### TASK REQUIREMENTS
Restate the records that follow word for word; no pictures should appear.

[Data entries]
-----

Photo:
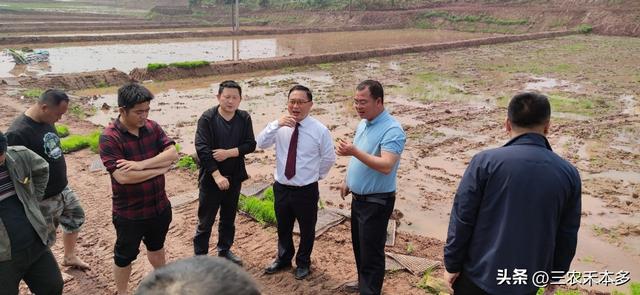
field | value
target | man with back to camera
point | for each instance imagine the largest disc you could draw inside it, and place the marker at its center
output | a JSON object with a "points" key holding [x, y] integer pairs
{"points": [[517, 208], [224, 135], [24, 251], [371, 179], [304, 155], [35, 130], [137, 153]]}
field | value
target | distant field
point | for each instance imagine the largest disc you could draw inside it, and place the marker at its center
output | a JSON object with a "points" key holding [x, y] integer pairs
{"points": [[71, 7]]}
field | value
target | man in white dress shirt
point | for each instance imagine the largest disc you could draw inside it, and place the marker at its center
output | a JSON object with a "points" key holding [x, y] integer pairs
{"points": [[304, 155]]}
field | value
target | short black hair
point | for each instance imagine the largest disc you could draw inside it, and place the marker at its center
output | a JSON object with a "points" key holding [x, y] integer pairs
{"points": [[229, 84], [529, 109], [199, 275], [53, 97], [375, 88], [132, 94], [301, 88], [3, 143]]}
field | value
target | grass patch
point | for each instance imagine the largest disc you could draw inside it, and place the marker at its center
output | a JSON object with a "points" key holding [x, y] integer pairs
{"points": [[190, 64], [62, 130], [564, 104], [32, 93], [156, 66], [77, 142], [262, 209], [471, 18], [187, 162], [432, 285], [584, 28]]}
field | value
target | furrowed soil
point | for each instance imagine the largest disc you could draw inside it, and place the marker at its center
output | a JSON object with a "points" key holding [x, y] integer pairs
{"points": [[452, 105]]}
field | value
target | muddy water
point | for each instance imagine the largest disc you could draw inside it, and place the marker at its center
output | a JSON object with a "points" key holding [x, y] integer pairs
{"points": [[127, 56]]}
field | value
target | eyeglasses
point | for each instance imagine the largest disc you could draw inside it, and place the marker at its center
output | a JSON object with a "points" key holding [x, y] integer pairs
{"points": [[297, 102]]}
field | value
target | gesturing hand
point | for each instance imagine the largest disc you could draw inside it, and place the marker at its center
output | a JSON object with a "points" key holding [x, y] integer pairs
{"points": [[127, 165]]}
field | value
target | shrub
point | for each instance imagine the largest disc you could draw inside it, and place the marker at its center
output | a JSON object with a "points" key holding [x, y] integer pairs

-----

### EXERCISE ANSWER
Photo:
field | value
target | man with back to camera
point | for each instance imagine the largest disc you could draw inside it, and place the marker at its center
output | a JSON object with a "points" key holding [x, y] integer pairs
{"points": [[517, 208], [224, 135], [24, 251], [371, 179], [304, 155], [35, 130], [137, 153]]}
field | value
target | distant field
point | for each instance imagine the largest disc you could draw inside it, and place the marker at its center
output | a JSON object with a "points" key holding [x, y] integer pairs
{"points": [[71, 7]]}
field | value
target | man in white dress shirt
point | for each instance imagine the largest disc you could draw inside it, and place the marker at its center
output | a JSON object with a "points" key holding [x, y] integer pairs
{"points": [[304, 155]]}
field | value
target | short black hair
point | for each instance imagine the largest disc you could draw inside it, and place the marker at its center
output | a JSON object with a "points" key holding [x, y] integer pairs
{"points": [[229, 84], [529, 109], [199, 275], [53, 97], [375, 88], [132, 94], [301, 88], [3, 143]]}
field | value
target | grass patch
point | for each instance imagine the largest disc you could draw inside it, and place the marker at its center
output | a JSON object with a "points" key holding [x, y] integer pairs
{"points": [[190, 64], [62, 130], [564, 104], [32, 93], [156, 66], [77, 142], [262, 209], [471, 18], [187, 162], [432, 285], [584, 28]]}
field | value
target | furrowed soil
point | for each instance imagine the largest disc you could draw inside it, and place the marker at its center
output | a JSON object with a "points" key holding [x, y] integer pairs
{"points": [[452, 105]]}
field | value
target | muddy water
point | for each instance imagine the largest disc you could draw inside it, and place the marker at its center
output | a JSON object with a "points" key holding [x, y] integer pairs
{"points": [[127, 56]]}
field | value
target | eyeglasses
point | for each instance imagine the largest disc you could draw inside it, and place the marker at its center
output | a JSON object with a "points" key holding [x, y] integer pairs
{"points": [[297, 102]]}
field | value
target | gesturing hand
point | for each instance imagine the largest disc you could draw inside it, and place the marker at its center
output | a JSON object with a "points" key holding [x, y] integer pairs
{"points": [[127, 165]]}
field | value
target | shrub
point | for each instance imagine the largest disc you could draw inside it, and place the marker at its center
output | a JSON object with a "points" key holding [x, y] integer pairs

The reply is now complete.